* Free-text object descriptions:
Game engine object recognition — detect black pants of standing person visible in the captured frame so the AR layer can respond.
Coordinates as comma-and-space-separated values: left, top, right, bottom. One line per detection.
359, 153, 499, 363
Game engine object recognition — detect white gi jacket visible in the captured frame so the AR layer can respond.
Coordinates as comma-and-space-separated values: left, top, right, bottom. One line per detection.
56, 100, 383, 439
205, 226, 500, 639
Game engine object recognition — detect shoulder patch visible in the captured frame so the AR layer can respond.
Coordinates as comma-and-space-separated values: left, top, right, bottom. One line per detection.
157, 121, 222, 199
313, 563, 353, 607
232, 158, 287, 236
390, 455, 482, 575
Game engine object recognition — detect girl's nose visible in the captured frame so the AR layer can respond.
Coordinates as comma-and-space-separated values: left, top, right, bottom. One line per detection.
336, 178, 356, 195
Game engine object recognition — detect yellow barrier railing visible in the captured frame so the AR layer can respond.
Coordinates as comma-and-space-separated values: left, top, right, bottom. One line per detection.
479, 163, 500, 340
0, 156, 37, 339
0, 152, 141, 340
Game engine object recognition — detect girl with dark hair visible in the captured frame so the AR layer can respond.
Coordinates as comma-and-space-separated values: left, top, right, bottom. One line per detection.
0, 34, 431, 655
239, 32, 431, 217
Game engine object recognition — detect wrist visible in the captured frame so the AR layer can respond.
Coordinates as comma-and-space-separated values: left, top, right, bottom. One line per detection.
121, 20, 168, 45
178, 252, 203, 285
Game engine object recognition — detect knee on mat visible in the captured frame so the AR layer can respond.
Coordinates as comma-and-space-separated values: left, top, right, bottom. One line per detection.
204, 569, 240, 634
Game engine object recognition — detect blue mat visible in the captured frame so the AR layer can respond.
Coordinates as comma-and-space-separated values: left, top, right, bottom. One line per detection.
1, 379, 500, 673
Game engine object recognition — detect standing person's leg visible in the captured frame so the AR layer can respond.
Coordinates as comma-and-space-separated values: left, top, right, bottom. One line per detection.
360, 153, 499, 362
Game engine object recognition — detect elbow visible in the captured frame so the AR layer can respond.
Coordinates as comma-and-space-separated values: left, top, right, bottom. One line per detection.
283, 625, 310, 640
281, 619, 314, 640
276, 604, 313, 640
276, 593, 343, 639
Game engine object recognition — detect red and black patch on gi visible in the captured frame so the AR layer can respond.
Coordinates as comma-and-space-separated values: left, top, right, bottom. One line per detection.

* Task requirements:
Lines containing "person": tally them across the records above and give the total alone.

* The completed task:
2